**Records supplied:**
........
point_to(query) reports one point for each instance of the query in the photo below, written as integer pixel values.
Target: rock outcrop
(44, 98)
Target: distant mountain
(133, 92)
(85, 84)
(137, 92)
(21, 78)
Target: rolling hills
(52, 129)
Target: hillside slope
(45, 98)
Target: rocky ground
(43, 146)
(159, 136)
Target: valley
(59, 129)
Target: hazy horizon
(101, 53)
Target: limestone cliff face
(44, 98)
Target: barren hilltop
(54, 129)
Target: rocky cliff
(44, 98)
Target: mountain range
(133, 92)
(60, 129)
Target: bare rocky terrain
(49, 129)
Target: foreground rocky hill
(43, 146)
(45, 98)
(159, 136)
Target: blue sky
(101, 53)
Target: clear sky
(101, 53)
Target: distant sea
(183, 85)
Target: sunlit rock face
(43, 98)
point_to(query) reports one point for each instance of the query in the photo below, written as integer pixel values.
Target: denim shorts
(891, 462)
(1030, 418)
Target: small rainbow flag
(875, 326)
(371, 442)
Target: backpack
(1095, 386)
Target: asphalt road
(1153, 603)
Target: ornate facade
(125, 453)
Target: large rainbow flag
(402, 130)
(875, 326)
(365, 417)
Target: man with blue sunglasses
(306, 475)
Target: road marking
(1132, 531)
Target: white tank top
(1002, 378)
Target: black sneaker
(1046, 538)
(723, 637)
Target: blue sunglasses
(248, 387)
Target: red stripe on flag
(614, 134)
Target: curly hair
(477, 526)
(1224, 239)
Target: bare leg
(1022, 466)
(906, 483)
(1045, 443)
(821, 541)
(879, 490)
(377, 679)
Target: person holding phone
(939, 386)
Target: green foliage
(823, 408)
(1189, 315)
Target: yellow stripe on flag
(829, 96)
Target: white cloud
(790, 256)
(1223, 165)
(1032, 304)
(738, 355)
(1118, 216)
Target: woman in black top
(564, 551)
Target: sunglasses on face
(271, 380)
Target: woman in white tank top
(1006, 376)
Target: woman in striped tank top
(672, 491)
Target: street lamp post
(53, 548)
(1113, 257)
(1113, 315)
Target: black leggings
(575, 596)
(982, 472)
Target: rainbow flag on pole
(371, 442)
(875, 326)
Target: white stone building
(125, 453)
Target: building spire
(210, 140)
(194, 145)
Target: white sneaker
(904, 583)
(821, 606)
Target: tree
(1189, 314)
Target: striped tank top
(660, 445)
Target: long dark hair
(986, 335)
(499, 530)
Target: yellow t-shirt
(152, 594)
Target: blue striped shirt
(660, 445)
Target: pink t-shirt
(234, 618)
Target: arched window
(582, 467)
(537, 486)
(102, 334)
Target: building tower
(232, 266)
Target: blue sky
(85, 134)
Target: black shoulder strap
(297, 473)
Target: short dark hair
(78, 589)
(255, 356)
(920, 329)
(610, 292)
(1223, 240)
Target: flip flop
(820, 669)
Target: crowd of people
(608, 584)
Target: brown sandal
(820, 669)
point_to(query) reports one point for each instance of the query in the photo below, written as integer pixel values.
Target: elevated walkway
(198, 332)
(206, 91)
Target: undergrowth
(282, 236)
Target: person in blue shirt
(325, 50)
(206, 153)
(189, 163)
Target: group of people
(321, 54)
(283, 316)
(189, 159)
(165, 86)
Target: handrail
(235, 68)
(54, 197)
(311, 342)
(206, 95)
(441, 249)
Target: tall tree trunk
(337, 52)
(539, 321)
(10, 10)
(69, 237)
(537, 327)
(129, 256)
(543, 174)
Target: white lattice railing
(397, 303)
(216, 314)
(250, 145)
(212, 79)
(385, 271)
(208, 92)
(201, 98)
........
**Task brief:** Format the data as a numbered list, starting at the line that contains "Target: woman in white tank top" and ending at the last line of the data, both included, with blank lines left out.

**Response below:**
1. Target: woman in white tank top
2. (1006, 376)
3. Target: woman in striped tank top
4. (672, 491)
5. Target: street lamp post
6. (53, 548)
7. (1113, 257)
8. (1113, 315)
9. Target: black leggings
10. (575, 596)
11. (982, 472)
12. Target: rainbow flag on pole
13. (371, 442)
14. (875, 326)
15. Target: white stone building
16. (125, 453)
17. Target: building spire
18. (210, 140)
19. (194, 145)
20. Target: white sneaker
21. (904, 583)
22. (821, 606)
23. Target: tree
24. (1189, 314)
25. Target: striped tank top
26. (660, 445)
27. Target: long dark hair
28. (986, 335)
29. (499, 530)
30. Target: yellow t-shirt
31. (152, 594)
32. Target: blue striped shirt
33. (660, 445)
34. Target: pink t-shirt
35. (234, 618)
36. Target: arched window
37. (582, 467)
38. (537, 486)
39. (102, 334)
40. Target: building tower
41. (232, 266)
42. Target: blue sky
43. (85, 134)
44. Target: black shoulder strap
45. (297, 473)
46. Target: short dark hair
47. (78, 589)
48. (255, 356)
49. (920, 329)
50. (610, 292)
51. (1223, 240)
52. Target: flip flop
53. (820, 669)
54. Target: crowd of people
55. (608, 584)
56. Target: brown sandal
57. (820, 669)
58. point_to(query) reports one point for each instance of the query in the photo below, written as integer pixel values.
59. Target: elevated walkway
60. (198, 332)
61. (206, 91)
62. Target: undergrowth
63. (282, 236)
64. Target: person in blue shirt
65. (325, 50)
66. (206, 153)
67. (189, 163)
68. Target: group of people
69. (321, 54)
70. (283, 316)
71. (189, 159)
72. (165, 86)
73. Target: handrail
74. (235, 68)
75. (54, 197)
76. (311, 342)
77. (206, 95)
78. (441, 249)
79. Target: tall tree trunk
80. (337, 52)
81. (539, 321)
82. (10, 10)
83. (69, 237)
84. (537, 327)
85. (129, 256)
86. (543, 174)
87. Target: white lattice railing
88. (397, 303)
89. (216, 314)
90. (250, 145)
91. (212, 79)
92. (385, 271)
93. (208, 92)
94. (201, 98)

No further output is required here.